[Records from a point labeling set]
________________________

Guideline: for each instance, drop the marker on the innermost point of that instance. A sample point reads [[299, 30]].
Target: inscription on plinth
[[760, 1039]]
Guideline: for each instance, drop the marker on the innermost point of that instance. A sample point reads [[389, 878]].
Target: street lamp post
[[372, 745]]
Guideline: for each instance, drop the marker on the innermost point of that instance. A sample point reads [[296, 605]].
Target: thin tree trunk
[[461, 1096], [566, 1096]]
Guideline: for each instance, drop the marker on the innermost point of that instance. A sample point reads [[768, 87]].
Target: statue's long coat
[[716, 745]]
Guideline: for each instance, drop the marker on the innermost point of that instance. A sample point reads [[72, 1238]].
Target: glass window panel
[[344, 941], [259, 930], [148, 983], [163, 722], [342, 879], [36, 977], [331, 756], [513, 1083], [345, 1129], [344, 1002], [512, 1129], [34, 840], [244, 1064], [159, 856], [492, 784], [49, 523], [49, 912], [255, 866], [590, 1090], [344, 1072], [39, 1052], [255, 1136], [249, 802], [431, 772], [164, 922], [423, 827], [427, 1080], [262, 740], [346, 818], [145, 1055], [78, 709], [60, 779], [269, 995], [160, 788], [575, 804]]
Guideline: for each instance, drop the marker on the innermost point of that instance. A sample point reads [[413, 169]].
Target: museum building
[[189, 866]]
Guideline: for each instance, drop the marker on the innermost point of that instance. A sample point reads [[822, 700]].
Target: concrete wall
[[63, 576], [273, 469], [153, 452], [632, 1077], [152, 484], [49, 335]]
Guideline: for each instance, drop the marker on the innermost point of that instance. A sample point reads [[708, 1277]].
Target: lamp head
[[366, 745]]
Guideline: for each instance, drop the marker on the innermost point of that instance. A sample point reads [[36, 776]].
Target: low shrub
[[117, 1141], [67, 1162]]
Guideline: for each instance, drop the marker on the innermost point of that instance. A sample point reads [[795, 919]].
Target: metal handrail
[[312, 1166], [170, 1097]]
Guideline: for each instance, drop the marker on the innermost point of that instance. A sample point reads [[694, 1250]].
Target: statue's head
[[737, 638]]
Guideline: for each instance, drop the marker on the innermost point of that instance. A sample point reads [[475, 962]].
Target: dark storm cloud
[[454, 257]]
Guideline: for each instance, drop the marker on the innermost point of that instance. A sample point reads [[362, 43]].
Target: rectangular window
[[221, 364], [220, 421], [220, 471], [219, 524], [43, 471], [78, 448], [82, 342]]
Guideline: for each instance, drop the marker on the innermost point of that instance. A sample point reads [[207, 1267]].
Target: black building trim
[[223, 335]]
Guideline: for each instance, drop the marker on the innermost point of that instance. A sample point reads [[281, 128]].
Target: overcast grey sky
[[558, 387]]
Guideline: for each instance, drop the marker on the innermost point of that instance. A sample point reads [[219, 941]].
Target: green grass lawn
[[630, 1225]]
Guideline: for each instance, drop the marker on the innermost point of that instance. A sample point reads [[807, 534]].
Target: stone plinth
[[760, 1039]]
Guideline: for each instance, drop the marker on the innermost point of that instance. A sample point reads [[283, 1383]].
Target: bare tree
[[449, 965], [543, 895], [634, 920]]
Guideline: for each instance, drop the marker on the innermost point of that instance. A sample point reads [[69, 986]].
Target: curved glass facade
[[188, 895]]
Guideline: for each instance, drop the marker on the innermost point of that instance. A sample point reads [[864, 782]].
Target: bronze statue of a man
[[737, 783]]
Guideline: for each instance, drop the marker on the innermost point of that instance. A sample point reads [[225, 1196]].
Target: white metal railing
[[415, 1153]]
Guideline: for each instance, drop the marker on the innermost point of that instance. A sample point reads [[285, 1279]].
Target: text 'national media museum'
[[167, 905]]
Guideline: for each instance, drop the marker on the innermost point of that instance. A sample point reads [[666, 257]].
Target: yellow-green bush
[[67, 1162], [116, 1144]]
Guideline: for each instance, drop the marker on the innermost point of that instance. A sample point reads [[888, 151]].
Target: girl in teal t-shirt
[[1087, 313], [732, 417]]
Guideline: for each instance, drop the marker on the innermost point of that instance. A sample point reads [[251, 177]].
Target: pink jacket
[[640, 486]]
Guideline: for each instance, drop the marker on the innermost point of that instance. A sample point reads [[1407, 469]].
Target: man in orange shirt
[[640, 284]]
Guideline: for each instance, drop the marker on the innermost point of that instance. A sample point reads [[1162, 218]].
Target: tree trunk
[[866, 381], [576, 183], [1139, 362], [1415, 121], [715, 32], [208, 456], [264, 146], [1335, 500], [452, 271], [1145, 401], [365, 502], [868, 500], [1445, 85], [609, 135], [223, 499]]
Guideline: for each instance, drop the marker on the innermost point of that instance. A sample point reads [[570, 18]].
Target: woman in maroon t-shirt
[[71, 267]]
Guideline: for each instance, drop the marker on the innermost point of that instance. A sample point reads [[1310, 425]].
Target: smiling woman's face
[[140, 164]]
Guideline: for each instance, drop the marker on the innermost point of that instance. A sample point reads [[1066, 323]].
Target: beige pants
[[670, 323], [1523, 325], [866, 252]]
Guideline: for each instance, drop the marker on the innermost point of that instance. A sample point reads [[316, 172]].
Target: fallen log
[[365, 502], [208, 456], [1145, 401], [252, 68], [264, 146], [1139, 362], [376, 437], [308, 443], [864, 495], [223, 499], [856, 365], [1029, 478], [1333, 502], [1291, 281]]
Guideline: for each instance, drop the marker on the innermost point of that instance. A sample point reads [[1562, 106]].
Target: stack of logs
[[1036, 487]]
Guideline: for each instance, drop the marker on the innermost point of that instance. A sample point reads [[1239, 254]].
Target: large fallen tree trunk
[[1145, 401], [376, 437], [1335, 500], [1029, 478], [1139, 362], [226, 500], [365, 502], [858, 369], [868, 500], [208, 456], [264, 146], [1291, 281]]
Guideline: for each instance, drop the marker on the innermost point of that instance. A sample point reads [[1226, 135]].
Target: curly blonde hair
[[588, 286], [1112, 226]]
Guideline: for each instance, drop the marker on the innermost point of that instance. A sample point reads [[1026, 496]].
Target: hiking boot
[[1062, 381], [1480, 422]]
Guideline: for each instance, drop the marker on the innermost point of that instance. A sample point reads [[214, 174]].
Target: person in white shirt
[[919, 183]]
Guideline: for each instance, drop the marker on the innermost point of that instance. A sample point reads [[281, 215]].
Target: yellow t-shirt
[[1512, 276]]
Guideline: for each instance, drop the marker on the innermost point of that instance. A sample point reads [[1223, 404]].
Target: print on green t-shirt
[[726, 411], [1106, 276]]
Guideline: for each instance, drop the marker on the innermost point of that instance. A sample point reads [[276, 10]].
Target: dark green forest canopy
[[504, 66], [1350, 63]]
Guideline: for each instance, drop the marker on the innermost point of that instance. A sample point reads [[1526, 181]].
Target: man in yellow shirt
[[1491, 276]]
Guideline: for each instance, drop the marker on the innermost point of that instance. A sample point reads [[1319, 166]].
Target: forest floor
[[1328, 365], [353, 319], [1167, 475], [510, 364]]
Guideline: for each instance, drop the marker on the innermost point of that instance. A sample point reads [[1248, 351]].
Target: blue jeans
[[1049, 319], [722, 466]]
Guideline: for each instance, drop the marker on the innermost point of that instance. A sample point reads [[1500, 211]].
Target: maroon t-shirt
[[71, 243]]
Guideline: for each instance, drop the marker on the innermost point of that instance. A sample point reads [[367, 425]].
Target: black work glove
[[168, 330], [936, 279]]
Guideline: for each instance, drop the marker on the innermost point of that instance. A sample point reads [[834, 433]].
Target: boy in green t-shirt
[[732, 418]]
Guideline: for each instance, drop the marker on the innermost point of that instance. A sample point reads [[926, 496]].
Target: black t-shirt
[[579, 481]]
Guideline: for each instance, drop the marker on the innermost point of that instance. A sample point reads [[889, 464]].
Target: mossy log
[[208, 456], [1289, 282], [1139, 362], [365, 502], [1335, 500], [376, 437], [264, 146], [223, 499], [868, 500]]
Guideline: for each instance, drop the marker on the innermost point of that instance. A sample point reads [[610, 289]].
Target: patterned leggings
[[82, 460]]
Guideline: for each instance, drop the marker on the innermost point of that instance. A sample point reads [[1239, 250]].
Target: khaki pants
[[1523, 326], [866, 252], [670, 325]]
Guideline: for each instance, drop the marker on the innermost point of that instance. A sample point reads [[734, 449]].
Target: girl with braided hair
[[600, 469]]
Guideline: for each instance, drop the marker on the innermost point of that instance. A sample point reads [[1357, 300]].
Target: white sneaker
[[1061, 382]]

________________________

AIM: Between the lines holding "reads [[276, 10]]." and "[[1491, 276]]", inclusive, substitute "treetops" for "canopy" and reproduce only those lines, leaving all else unchanged.

THE SOLUTION:
Guideline: for each instance, drop the marker on the innermost point of that instance. A sample point reads [[276, 10]].
Target: dark green forest treetops
[[504, 66], [1350, 63]]
Guideline: for each instance, drop the marker on the innermost point of that instance. A sample point reads [[1526, 181]].
Target: man in yellow shirt
[[1491, 276]]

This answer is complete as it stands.